— Begin PROVIDED RECORDS —

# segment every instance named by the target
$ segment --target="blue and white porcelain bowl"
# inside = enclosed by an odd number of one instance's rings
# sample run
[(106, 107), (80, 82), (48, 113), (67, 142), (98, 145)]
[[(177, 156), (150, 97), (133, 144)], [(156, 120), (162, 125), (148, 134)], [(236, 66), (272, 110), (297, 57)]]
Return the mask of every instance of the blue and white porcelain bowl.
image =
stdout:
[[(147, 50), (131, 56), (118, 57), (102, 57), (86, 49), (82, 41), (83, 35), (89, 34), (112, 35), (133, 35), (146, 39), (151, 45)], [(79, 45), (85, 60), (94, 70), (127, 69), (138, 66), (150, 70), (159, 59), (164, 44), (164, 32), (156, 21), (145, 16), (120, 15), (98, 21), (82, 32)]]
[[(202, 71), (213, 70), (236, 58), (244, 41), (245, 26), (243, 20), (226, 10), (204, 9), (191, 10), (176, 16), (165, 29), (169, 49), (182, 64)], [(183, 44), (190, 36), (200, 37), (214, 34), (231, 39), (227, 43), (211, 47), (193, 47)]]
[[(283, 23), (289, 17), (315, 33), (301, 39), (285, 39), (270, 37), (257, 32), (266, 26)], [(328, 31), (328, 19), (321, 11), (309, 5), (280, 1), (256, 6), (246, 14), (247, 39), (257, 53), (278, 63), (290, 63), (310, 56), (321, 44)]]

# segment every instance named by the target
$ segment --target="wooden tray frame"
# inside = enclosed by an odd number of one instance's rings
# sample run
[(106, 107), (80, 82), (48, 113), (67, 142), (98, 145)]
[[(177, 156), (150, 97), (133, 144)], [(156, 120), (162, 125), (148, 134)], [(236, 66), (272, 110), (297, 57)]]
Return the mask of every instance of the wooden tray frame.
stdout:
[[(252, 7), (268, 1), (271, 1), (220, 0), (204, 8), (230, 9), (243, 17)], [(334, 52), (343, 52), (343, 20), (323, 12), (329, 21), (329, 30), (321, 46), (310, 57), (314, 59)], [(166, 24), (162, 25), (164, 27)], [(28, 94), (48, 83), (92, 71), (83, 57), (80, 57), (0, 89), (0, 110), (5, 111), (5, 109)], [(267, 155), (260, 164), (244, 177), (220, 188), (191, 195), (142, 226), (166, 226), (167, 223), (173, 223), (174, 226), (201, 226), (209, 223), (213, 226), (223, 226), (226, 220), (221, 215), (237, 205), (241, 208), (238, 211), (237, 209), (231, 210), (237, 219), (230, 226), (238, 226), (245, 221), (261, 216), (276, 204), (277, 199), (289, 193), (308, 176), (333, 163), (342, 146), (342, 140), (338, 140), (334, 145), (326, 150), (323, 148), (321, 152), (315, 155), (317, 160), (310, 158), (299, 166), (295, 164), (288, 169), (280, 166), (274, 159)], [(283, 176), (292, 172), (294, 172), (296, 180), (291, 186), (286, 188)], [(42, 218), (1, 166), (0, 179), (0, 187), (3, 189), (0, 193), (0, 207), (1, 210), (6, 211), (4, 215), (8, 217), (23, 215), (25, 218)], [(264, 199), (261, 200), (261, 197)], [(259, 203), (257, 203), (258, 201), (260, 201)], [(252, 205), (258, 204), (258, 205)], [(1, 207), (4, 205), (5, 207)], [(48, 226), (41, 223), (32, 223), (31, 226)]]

— End PROVIDED RECORDS —

**GOAL**
Set every line of the listing down word for word.

**SOLUTION**
# segment every instance named by the target
$ segment --target="blue and white porcelain bowl"
# inside = enclosed by an odd number of one instance's rings
# sample run
[(106, 107), (80, 82), (48, 113), (67, 142), (98, 145)]
[[(177, 156), (150, 97), (133, 144)], [(156, 120), (162, 125), (148, 134)], [(236, 66), (272, 110), (297, 57)]]
Return the mask of every instance of the blue and white porcelain bowl.
image =
stdout:
[[(147, 50), (131, 56), (118, 57), (102, 57), (86, 49), (82, 41), (83, 35), (89, 34), (112, 35), (133, 35), (146, 39), (151, 45)], [(79, 45), (85, 60), (94, 70), (127, 69), (138, 66), (150, 70), (159, 59), (164, 44), (164, 32), (156, 21), (145, 16), (120, 15), (98, 21), (82, 32)]]
[[(202, 71), (213, 70), (236, 58), (244, 41), (245, 26), (243, 20), (226, 10), (204, 9), (191, 10), (176, 16), (165, 29), (169, 49), (182, 64)], [(183, 44), (190, 36), (200, 37), (214, 34), (231, 39), (227, 43), (211, 47), (193, 47)]]
[[(283, 23), (289, 17), (315, 33), (301, 39), (285, 39), (270, 37), (257, 32), (266, 26)], [(328, 31), (328, 19), (321, 11), (309, 5), (280, 1), (256, 6), (246, 14), (247, 39), (257, 53), (278, 63), (290, 63), (310, 56), (321, 44)]]

# segment every instance named by the target
$ segment --target="wooden tray frame"
# inside = enclosed by an odd number of one instance's rings
# sample run
[(106, 107), (80, 82), (48, 113), (67, 142), (98, 145)]
[[(177, 156), (150, 97), (133, 144)], [(156, 120), (162, 125), (148, 134)], [(236, 66), (272, 110), (297, 57)]]
Return the mask of every instance of the wooden tray frame.
stdout:
[[(252, 7), (268, 1), (271, 1), (220, 0), (204, 8), (230, 9), (243, 17)], [(334, 52), (343, 52), (343, 20), (323, 12), (329, 21), (329, 30), (321, 46), (310, 57), (314, 59)], [(166, 24), (162, 25), (164, 27)], [(28, 94), (48, 83), (92, 71), (83, 57), (80, 57), (0, 89), (0, 110), (5, 111), (5, 109)], [(267, 155), (260, 164), (244, 177), (220, 188), (191, 195), (142, 226), (166, 226), (167, 223), (173, 223), (174, 226), (201, 226), (209, 223), (213, 226), (223, 226), (226, 220), (221, 215), (237, 205), (241, 208), (238, 211), (237, 209), (231, 210), (237, 219), (230, 226), (238, 226), (245, 221), (261, 216), (276, 204), (277, 199), (289, 193), (308, 176), (333, 163), (342, 146), (342, 140), (338, 140), (334, 145), (326, 150), (323, 148), (321, 152), (315, 155), (317, 160), (310, 158), (299, 166), (295, 164), (288, 169), (280, 166), (274, 159)], [(283, 176), (292, 172), (294, 172), (296, 180), (291, 186), (286, 188)], [(42, 218), (1, 166), (0, 179), (0, 187), (3, 189), (0, 193), (0, 207), (1, 210), (6, 211), (4, 215), (8, 217), (23, 215), (25, 218)], [(264, 199), (261, 200), (261, 197)], [(259, 203), (257, 203), (258, 201), (260, 201)], [(252, 205), (258, 204), (258, 205)], [(1, 207), (4, 205), (5, 207)], [(48, 226), (41, 223), (32, 223), (31, 226)]]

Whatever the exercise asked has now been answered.